## Instrução escrita
Transforme em lista o parágrafo do trecho do documento que começa com “A interdição da língua nativa”. Mantenha seus fatos principais.

## Trecho do documento

A narrativa acompanha uma família de imigrantes alemães no sul do Brasil durante a metade do século XX. Proibidos pelo Estado de se expressar em sua língua natal, os colonos se isolam em uma fazenda, onde produzem milho. O pouco contato que têm com os demais cidadãos resulta em humilhação, roubo e ameaças. Se a comparação entre a exclusão social de imigrantes alemães e de indígenas brasileiros hoje soa estapafúrdia, nesse contexto específico em que a segunda grande guerra era recente e boa parte do povo germânico buscava refúgio e fugia da fome, é possível traçar um paralelo. Embora os colonos não tenham passado pelo mesmo nível de violência, a condição de párias sociais os colocou em posição de empatizar com os chamados “bugres”.
A interdição da língua nativa funciona como analogia para a forma de comunicação truncada que levam os personagens. O silêncio impera na casa e os diálogos, quando existem, se dão em voz baixa, de forma seca e concisa. Apenas os protagonistas Mayla (Andressa Matos) e Christoffer (João Pedro Prates) parecem conversar e se entender e, ainda, se entender sem conversar também.

## Registros extraídos
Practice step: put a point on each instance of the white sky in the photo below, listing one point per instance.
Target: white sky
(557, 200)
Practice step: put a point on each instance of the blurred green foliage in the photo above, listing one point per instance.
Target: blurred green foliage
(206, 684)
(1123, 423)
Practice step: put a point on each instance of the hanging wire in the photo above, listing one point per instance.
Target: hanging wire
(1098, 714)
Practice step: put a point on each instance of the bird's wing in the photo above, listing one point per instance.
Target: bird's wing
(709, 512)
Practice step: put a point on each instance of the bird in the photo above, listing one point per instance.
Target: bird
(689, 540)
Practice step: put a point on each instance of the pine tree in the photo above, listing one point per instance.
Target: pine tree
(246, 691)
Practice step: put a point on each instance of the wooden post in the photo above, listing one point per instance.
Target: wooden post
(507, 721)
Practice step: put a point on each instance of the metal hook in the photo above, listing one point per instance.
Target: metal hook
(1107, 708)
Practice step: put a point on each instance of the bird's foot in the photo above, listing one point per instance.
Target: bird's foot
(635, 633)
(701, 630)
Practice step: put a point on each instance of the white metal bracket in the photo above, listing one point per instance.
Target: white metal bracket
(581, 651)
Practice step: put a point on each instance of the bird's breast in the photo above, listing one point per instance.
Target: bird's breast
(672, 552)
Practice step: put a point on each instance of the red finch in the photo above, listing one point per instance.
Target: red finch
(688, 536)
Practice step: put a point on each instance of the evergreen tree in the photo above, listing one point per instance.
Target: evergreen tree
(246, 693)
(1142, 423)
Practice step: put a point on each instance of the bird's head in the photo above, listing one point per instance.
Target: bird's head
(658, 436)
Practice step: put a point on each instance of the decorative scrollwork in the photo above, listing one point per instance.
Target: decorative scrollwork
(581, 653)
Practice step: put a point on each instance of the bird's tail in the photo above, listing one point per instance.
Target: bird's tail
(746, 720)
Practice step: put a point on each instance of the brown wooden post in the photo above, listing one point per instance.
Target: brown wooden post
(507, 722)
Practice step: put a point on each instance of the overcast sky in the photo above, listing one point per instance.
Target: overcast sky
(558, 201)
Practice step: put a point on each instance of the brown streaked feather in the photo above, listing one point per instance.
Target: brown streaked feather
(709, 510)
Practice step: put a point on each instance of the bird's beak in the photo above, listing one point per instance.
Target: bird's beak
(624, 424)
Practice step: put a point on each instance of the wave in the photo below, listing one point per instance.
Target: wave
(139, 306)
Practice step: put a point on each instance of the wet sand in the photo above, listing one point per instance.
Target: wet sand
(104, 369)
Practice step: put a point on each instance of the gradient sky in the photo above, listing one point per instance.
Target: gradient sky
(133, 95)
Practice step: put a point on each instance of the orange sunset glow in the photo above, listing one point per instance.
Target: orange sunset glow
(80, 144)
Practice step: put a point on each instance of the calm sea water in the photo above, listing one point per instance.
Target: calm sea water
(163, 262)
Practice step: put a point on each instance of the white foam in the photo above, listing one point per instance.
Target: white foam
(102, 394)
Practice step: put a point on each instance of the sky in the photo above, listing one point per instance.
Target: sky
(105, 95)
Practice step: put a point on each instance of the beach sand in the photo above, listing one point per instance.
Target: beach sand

## Resposta do exercício
- A proibição da língua nativa serve de analogia para a comunicação truncada dos personagens.
- Na casa predomina o silêncio. Os diálogos, quando ocorrem, são em voz baixa, secos e concisos.
- Só os protagonistas Mayla (Andressa Matos) e Christoffer (João Pedro Prates) parecem conversar e se entender, inclusive sem conversar.